◆ Exercise requirements ◆
If a line in the entries contains the word "support", list it.

◆ Supplied material ◆
------------------------------------------------------------

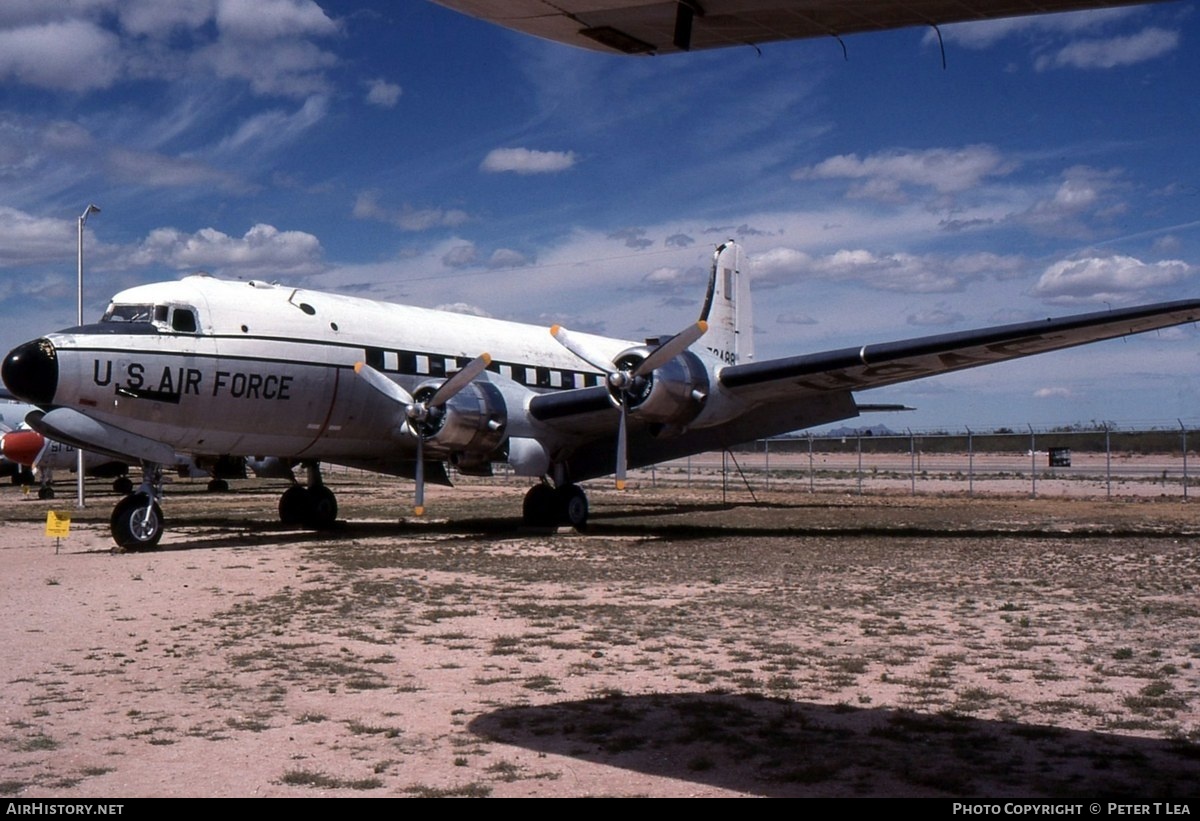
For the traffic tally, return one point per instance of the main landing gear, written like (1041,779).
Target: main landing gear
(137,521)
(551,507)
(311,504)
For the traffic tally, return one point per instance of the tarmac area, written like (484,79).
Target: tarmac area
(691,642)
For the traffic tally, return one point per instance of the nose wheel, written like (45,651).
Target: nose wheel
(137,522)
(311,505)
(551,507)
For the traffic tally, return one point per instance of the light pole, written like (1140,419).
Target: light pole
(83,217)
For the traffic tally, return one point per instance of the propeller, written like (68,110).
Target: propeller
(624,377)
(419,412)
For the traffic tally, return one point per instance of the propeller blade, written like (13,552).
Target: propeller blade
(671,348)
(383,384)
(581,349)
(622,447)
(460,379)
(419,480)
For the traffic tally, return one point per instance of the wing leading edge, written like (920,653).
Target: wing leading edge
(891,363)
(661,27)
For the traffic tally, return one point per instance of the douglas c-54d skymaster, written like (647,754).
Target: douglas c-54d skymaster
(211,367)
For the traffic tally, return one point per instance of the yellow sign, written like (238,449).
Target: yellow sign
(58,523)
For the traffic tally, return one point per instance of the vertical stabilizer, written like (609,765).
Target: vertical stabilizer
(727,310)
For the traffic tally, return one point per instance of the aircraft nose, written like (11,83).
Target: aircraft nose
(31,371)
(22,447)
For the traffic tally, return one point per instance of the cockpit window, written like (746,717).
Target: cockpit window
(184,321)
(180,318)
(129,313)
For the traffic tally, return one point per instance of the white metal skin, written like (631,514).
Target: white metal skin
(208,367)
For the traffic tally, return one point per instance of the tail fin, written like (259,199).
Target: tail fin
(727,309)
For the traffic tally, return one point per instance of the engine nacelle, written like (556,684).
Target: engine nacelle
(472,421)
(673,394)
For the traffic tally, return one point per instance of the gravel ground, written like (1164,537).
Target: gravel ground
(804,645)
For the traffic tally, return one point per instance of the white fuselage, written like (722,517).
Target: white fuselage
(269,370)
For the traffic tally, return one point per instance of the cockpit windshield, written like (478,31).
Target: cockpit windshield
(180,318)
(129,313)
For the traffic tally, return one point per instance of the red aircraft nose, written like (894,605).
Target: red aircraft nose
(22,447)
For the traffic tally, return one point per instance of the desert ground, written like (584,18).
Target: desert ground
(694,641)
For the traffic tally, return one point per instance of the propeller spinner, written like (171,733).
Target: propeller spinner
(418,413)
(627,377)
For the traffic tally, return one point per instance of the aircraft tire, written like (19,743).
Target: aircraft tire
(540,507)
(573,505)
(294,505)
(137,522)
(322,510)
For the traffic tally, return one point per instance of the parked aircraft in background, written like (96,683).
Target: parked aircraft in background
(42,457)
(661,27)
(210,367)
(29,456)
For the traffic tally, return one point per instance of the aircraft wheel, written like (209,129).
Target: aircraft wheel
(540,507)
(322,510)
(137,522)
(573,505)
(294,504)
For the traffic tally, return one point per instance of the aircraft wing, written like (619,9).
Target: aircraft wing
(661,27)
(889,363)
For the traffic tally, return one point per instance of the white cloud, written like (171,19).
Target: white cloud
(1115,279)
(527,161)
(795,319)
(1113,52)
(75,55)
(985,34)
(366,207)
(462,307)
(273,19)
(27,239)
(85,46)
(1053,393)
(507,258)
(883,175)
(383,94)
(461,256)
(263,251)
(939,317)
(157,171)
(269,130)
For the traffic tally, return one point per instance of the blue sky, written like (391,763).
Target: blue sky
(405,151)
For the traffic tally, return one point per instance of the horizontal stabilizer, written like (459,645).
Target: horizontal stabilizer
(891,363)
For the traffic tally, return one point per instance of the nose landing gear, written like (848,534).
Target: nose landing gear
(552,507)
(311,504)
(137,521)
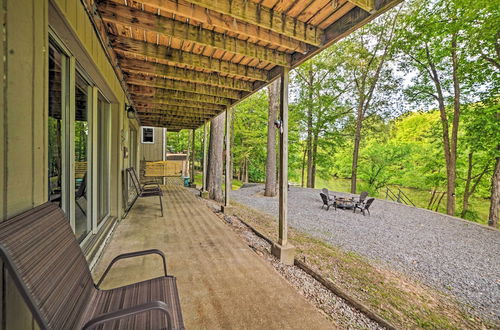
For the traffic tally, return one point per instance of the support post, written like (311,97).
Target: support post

------------------------------------------------------------

◆ Result of the exercise ◆
For the traffic tally, return one point per instance of the support post, written like (311,97).
Target: support post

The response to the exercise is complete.